__ACTION ITEM__. Only the number is needed: how many lines of the entries below contain the word "backrest".

__THE RECORDS__.
________________

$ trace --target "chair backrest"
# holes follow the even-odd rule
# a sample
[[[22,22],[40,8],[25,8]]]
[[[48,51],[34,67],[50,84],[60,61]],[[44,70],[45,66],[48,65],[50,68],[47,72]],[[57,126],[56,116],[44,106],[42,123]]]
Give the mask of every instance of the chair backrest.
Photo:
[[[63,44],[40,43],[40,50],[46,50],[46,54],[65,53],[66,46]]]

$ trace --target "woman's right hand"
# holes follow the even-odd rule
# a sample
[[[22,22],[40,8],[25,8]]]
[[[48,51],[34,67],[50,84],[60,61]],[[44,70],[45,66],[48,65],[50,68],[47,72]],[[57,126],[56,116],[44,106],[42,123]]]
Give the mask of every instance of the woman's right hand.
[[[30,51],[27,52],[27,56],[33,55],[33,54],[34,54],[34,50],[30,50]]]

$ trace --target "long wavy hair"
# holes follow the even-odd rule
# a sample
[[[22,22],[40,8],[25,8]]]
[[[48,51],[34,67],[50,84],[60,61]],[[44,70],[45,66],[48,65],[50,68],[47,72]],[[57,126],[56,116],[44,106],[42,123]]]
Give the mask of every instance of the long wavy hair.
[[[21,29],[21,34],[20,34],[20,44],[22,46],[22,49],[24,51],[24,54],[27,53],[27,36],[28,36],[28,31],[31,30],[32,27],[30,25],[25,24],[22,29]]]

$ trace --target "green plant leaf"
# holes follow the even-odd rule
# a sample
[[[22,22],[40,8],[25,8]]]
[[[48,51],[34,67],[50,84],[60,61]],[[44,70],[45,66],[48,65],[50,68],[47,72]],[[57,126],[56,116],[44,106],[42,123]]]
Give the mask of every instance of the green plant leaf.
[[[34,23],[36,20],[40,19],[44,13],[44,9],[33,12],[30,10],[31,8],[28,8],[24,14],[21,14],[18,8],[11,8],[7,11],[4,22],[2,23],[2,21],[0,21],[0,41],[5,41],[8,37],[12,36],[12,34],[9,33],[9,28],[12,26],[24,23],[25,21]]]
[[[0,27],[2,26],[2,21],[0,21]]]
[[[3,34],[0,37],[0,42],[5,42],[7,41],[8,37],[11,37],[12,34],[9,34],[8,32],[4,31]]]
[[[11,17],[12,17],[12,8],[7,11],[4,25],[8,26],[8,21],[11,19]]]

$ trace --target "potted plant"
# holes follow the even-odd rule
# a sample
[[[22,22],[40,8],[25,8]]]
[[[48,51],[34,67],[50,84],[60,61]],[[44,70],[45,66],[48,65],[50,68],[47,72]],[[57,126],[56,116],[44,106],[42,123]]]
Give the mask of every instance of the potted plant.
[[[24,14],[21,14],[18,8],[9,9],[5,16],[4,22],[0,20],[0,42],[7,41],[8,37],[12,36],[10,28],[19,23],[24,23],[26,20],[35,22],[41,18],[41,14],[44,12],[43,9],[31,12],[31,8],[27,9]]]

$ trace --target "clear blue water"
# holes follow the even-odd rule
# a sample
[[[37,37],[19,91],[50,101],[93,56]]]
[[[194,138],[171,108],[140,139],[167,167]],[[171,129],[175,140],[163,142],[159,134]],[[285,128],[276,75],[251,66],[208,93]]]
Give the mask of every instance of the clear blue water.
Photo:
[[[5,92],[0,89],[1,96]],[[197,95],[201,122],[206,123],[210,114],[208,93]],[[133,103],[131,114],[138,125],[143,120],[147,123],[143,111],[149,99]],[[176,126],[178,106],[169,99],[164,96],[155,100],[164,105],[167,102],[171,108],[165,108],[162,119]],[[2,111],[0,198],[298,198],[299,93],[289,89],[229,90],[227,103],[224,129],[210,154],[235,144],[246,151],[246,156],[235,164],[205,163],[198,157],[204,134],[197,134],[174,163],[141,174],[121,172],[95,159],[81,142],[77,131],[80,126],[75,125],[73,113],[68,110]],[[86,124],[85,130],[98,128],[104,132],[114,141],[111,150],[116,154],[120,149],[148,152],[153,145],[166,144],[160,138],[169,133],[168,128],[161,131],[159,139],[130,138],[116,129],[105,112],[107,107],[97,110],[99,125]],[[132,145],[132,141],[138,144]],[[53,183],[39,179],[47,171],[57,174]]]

________________

__TASK OUTPUT__. 2